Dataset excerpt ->

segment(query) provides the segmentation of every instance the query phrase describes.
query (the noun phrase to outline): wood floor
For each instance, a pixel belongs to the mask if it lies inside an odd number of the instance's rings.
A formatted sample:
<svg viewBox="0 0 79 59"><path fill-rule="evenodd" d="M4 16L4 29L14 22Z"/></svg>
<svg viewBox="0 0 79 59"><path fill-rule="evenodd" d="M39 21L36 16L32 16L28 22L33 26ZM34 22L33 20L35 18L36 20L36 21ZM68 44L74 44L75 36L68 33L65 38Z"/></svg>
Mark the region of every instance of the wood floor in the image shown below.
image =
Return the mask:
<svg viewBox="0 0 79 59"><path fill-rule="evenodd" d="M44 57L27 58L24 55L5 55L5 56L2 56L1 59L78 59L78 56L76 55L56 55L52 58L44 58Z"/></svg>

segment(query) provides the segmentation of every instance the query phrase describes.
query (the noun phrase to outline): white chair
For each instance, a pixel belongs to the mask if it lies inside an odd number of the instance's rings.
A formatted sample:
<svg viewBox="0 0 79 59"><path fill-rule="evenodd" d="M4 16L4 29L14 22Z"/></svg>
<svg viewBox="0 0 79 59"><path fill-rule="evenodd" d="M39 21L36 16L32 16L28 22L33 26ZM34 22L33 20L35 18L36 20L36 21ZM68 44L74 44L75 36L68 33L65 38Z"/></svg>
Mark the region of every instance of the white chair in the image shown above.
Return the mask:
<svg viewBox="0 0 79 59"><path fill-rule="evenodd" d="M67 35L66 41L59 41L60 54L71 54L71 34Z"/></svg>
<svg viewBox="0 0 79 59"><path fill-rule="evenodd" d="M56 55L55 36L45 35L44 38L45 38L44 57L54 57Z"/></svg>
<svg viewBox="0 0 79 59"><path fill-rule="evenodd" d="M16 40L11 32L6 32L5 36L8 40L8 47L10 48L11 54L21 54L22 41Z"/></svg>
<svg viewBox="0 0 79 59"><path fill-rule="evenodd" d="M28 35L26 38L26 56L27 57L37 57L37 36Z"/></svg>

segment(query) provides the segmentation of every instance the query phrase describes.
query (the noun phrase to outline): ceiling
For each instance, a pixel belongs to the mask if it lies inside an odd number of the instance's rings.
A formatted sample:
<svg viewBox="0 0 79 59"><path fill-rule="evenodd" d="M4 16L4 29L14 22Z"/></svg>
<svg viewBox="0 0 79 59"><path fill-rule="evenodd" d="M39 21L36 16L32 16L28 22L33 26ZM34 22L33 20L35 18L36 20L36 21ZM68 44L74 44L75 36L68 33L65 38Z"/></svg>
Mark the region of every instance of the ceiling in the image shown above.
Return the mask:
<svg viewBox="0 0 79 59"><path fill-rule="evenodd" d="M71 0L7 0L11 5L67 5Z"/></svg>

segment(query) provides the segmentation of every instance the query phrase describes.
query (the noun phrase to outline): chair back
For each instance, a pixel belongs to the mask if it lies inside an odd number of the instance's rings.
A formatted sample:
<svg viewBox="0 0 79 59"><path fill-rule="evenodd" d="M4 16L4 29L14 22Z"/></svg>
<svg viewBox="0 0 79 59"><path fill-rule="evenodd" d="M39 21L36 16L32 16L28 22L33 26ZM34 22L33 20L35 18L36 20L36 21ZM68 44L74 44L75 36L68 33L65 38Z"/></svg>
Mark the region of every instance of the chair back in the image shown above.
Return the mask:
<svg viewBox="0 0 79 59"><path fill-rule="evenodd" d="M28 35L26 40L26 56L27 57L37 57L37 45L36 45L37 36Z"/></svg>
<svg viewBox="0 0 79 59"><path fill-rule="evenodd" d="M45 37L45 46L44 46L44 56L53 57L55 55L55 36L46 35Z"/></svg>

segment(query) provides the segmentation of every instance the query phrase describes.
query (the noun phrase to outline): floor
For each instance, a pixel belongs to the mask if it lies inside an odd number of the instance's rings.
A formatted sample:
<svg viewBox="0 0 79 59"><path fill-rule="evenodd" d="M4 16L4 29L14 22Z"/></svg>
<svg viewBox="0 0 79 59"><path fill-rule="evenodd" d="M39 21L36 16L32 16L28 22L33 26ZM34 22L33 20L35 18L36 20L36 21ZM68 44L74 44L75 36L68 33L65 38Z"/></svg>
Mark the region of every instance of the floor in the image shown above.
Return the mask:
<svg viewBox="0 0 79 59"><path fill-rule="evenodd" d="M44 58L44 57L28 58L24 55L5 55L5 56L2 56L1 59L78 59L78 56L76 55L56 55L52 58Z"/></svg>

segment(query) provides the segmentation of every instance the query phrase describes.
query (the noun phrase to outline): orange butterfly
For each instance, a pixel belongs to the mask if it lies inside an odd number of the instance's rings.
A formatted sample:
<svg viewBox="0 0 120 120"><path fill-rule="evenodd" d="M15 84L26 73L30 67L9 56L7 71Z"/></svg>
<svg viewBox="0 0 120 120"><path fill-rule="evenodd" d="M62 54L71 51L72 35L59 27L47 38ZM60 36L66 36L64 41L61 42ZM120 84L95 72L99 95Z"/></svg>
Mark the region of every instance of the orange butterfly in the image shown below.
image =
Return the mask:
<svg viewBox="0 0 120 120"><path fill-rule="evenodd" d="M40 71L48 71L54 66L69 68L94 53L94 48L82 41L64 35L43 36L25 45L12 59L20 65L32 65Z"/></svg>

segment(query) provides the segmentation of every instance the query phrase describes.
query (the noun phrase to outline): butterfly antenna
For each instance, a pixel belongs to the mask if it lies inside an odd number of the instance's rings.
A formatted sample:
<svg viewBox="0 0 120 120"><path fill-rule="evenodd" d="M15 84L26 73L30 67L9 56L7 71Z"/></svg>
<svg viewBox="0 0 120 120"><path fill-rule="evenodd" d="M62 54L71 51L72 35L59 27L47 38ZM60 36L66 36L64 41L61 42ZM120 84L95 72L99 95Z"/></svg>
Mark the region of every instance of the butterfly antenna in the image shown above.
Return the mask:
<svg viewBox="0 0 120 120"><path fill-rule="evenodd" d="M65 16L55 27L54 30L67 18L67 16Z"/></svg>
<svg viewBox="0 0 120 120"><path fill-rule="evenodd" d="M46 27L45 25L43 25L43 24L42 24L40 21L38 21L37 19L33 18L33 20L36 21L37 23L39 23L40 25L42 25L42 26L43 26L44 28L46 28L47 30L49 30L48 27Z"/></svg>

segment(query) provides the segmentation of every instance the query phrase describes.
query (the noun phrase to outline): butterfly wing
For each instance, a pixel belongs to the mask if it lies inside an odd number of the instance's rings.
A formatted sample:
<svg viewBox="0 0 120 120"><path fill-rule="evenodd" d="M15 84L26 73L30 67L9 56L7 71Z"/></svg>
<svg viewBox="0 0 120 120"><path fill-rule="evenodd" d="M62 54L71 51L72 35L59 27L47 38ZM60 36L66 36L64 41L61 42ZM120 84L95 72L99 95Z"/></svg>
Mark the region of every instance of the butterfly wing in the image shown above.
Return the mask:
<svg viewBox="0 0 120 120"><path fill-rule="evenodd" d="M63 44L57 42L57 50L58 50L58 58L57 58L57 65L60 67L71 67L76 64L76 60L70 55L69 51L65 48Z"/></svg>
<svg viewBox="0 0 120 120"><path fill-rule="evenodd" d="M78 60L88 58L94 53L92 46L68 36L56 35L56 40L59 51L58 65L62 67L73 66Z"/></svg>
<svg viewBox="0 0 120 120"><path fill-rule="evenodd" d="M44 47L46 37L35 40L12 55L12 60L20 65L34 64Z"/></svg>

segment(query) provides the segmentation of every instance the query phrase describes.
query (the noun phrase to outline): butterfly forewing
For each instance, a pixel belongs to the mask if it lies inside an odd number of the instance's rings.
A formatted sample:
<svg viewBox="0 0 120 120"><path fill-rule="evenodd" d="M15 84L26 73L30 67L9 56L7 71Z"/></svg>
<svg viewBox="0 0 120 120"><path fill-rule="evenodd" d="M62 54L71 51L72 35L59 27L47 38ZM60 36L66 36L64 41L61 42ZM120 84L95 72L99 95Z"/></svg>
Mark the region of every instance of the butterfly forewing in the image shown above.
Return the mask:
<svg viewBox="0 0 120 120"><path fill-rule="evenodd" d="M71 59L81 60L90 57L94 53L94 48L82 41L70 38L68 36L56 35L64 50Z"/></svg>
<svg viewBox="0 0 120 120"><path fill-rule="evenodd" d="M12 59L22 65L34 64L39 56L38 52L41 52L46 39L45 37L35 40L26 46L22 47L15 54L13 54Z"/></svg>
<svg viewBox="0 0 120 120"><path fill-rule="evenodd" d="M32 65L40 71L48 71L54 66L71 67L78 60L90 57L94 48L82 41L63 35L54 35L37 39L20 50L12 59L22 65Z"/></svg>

CHALLENGE ->
Reproduce the records word for word, starting at their first line and ending at the line containing "57L27 58L24 55L5", with both of those lines included.

ANSWER FOR THE TASK ->
segment(query) provides the segmentation of every instance the query phrase describes.
query (the noun phrase to outline): wood floor
For each instance, a pixel belongs to the mask if it lies inside an odd number of the instance's rings.
A formatted sample:
<svg viewBox="0 0 79 59"><path fill-rule="evenodd" d="M4 16L4 29L14 22Z"/></svg>
<svg viewBox="0 0 79 59"><path fill-rule="evenodd" d="M39 21L36 16L32 16L28 22L33 26ZM34 22L33 20L35 18L36 20L36 21ZM68 44L74 44L75 36L68 33L65 38Z"/></svg>
Mark the region of every instance of the wood floor in the image shown below.
image =
Return the mask:
<svg viewBox="0 0 79 59"><path fill-rule="evenodd" d="M44 57L27 58L24 55L5 55L5 56L2 56L1 59L78 59L78 56L76 55L56 55L52 58L44 58Z"/></svg>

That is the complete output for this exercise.